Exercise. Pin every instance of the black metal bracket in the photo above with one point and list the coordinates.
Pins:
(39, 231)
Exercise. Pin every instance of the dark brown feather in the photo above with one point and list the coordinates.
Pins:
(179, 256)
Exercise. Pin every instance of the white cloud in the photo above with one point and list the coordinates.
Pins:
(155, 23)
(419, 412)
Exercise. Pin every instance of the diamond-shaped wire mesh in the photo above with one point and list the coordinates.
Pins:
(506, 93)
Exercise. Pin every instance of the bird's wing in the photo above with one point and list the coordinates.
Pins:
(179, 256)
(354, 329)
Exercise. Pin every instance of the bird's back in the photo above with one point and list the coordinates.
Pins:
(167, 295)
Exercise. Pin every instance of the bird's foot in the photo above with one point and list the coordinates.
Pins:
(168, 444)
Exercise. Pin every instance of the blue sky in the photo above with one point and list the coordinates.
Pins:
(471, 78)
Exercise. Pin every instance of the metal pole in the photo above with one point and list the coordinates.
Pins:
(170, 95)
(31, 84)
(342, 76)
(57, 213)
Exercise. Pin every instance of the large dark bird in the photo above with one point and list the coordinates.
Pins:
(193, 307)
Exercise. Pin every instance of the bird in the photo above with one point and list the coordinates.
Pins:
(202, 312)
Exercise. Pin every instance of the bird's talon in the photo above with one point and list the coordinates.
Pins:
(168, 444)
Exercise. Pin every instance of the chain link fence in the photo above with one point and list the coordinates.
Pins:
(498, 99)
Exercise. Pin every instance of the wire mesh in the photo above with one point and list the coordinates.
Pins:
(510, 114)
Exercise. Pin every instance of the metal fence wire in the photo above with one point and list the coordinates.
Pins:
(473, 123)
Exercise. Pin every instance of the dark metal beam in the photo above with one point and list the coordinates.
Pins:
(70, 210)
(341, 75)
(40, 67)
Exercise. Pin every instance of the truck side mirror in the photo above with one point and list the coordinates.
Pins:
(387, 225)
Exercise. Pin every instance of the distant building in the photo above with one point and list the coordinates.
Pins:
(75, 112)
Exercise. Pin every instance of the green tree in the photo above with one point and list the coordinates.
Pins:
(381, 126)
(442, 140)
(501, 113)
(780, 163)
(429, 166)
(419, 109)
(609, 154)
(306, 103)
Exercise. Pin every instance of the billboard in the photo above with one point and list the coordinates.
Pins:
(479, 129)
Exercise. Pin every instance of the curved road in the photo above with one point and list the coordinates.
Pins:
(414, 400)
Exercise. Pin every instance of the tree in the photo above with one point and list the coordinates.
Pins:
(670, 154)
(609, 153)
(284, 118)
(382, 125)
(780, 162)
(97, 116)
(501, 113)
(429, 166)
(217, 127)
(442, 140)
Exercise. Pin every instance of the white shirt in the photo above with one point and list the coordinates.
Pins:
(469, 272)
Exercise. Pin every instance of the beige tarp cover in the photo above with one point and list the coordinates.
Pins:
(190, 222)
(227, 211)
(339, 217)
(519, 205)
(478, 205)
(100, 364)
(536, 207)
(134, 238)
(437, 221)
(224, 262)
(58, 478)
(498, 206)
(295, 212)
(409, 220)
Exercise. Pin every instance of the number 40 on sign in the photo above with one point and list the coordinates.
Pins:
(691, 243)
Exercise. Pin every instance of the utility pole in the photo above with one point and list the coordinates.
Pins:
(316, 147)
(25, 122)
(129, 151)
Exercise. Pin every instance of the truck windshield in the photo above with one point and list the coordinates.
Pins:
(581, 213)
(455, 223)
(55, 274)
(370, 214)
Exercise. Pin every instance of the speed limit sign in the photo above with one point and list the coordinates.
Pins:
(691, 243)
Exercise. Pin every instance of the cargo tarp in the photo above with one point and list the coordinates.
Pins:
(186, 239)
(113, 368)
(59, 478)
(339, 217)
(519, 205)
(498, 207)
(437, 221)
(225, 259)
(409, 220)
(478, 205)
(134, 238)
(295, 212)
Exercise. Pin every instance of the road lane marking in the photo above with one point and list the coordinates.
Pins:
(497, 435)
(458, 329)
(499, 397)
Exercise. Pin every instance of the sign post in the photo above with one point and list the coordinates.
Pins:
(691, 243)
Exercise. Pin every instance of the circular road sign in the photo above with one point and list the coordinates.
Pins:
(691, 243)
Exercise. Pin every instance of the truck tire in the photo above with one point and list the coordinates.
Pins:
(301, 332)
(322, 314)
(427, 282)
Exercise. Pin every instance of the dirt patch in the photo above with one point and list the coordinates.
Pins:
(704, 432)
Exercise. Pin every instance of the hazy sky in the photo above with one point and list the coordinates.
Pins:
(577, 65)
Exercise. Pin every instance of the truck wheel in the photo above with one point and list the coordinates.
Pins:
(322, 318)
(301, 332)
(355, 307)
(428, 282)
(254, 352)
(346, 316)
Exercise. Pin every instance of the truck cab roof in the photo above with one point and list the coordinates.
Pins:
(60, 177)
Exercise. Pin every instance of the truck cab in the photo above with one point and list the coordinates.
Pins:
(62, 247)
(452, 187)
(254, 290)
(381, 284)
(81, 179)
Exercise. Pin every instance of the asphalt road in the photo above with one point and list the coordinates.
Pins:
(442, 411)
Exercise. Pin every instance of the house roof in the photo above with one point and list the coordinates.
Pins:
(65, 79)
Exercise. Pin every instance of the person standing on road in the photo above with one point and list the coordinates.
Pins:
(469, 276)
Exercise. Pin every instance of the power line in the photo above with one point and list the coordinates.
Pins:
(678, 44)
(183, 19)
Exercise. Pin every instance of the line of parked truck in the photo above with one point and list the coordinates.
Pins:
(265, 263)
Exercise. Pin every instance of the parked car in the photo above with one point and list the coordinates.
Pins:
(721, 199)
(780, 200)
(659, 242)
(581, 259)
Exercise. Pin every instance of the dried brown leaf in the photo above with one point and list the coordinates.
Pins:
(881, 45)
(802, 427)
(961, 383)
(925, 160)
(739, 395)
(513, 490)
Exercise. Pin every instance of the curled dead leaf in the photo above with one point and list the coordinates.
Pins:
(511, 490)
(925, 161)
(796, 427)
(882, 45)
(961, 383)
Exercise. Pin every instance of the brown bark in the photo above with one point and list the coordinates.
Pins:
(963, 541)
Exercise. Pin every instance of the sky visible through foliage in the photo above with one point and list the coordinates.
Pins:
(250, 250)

## AIM OF THE TASK
Would you reproduce the material above in full, exactly as given?

## THE SOLUTION
Exercise. Pin every instance of the black metal bracket in the photo above with one point and list the coordinates.
Pins:
(39, 231)
Exercise. Pin every instance of the dark brown feather in the photo above with one point and list the coordinates.
Pins:
(179, 256)
Exercise. Pin every instance of the white cloud in the photo above with one point and list the coordinates.
Pins:
(155, 23)
(419, 412)
Exercise. Pin every instance of the diamond-shaped wire mesh in the photo above with one point and list the coordinates.
Pins:
(506, 93)
Exercise. Pin every instance of the bird's wing in the photo above with one point and list the coordinates.
Pins:
(179, 256)
(354, 329)
Exercise. Pin every instance of the bird's back in the photo above with one point and list the coordinates.
Pins:
(167, 295)
Exercise. Pin every instance of the bird's foot in the photo above with one point and list the coordinates.
Pins:
(168, 444)
Exercise. Pin every instance of the blue sky in the photo above with one point and list the coordinates.
Pins:
(471, 78)
Exercise. Pin every instance of the metal pole in the photo above with one point and list the coordinates.
Pins:
(170, 95)
(31, 84)
(342, 76)
(57, 213)
Exercise. Pin every instance of the large dark bird in the photo above with one point and list the coordinates.
Pins:
(193, 307)
Exercise. Pin every instance of the bird in the photo above with one point and list the coordinates.
Pins:
(202, 312)
Exercise. Pin every instance of the bird's talon in the photo above with one point and list the coordinates.
Pins:
(168, 444)
Exercise. Pin every instance of the chain link fence in the photo above with one point and list the coordinates.
Pins:
(498, 99)
Exercise. Pin every instance of the wire mesh in the photo above with one point and list the coordinates.
Pins:
(510, 114)
Exercise. Pin every instance of the metal fence wire in the photo above with one point and list the coordinates.
Pins:
(473, 123)
Exercise. Pin every instance of the dark metal beam in the photo above with one point and list the coordinates.
Pins:
(70, 210)
(341, 75)
(40, 67)
Exercise. Pin every instance of the truck side mirror in the photo above with one point and list the coordinates.
Pins:
(387, 225)
Exercise. Pin every instance of the distant building in the photo above with one point and list the coordinates.
Pins:
(75, 112)
Exercise. Pin every instance of the green tree in the photo above with one point and list the coordinates.
Pins:
(381, 126)
(442, 140)
(501, 113)
(780, 163)
(429, 166)
(419, 109)
(609, 154)
(306, 103)
Exercise. Pin every instance of the billboard in the photo above with one point and list the coordinates.
Pins:
(479, 129)
Exercise. Pin every instance of the curved road in the photo above with one point and list the coordinates.
Pins:
(414, 400)
Exercise. Pin every instance of the tree in the photo above with one point and list the coordinates.
Pins:
(670, 154)
(609, 153)
(284, 118)
(382, 125)
(780, 162)
(97, 116)
(501, 113)
(429, 166)
(217, 127)
(442, 140)
Exercise. Pin every instance of the white shirt in the photo above with one point and list the coordinates.
Pins:
(469, 272)
Exercise. Pin every instance of the beige tarp cover in the photo above with one point and list the coordinates.
Pins:
(190, 222)
(227, 211)
(339, 217)
(519, 205)
(478, 205)
(100, 364)
(536, 207)
(134, 238)
(437, 221)
(224, 262)
(58, 478)
(498, 206)
(295, 212)
(409, 220)
Exercise. Pin every instance of the number 40 on sign in the photo above with one point and list the coordinates.
Pins:
(691, 243)
Exercise. Pin every instance of the utility pole in the photo above with one point and list the coordinates.
Pins:
(316, 147)
(25, 122)
(129, 151)
Exercise. Pin every instance of the truck windshield in the photo above with one point and list the coordinates.
Pins:
(581, 213)
(455, 223)
(55, 274)
(370, 214)
Exercise. Pin every instance of the speed limit sign in the photo above with one point and list the coordinates.
Pins:
(691, 243)
Exercise. Pin every instance of the cargo tarp in the photo above with one point and list the coordinates.
Pins:
(186, 239)
(113, 368)
(59, 478)
(339, 217)
(519, 205)
(498, 207)
(437, 221)
(225, 259)
(409, 220)
(478, 205)
(134, 238)
(295, 212)
Exercise. Pin every instance of the road lane marking in the photo above with one point and list the coordinates.
Pins:
(497, 435)
(458, 329)
(499, 397)
Exercise. Pin every instance of the sign post in the photo above with one point and list the coordinates.
Pins:
(691, 243)
Exercise. Pin every instance of the circular road sign in the photo above with one point and list the coordinates.
Pins:
(691, 243)
Exercise. Pin every instance of the truck tire in the photo above with one point and list the coordinates.
Pins:
(301, 332)
(322, 314)
(427, 282)
Exercise. Pin every instance of the dirt patch in the photo above with one point and list the coordinates.
Pins:
(704, 432)
Exercise. Pin every instance of the hazy sky in the photo above with one point and list the coordinates.
Pins:
(577, 65)
Exercise. Pin every instance of the truck wheel in the photo above with one point and list the coordinates.
Pins:
(322, 318)
(301, 332)
(355, 307)
(428, 282)
(254, 352)
(346, 316)
Exercise. Pin every instance of the truck cab roof in the photo above with one point and list the coordinates.
Pins:
(60, 177)
Exercise. Pin every instance of the truck cab in the photo above with one point and list the coordinates.
Pins:
(62, 247)
(452, 187)
(254, 290)
(381, 284)
(81, 179)
Exercise. Pin every instance of the asphalt road in the photo above with one point and list the coordinates.
Pins:
(442, 411)
Exercise. Pin every instance of the house roof in the photo above with one point and list the coordinates.
Pins:
(65, 79)
Exercise. Pin every instance of the person standing on road in the photo above with one point and list the coordinates.
Pins:
(469, 276)
Exercise. Pin every instance of the power line in the photo above with one point and list the coordinates.
Pins:
(678, 44)
(183, 19)
Exercise. Pin every instance of the line of parked truck in the photo above with one point and list the coordinates.
Pins:
(265, 263)
Exercise. Pin every instance of the parked car in the photo above with one point and list the coordinates.
Pins:
(721, 199)
(780, 200)
(659, 242)
(581, 259)
Exercise. Pin every instance of the dried brown leaf in the photo above with one point and list the coordinates.
Pins:
(881, 45)
(802, 427)
(961, 383)
(925, 160)
(739, 395)
(513, 490)
Exercise. Pin every instance of the curled dead leaf in the photo above with one point and list the coordinates.
Pins:
(511, 490)
(925, 161)
(796, 427)
(882, 45)
(961, 383)
Exercise. Pin every instance of the brown bark in the photo above with one point and list the coordinates.
Pins:
(963, 541)
Exercise. Pin every instance of the sky visible through foliage in the photo above with one point and list the coordinates.
Pins:
(250, 250)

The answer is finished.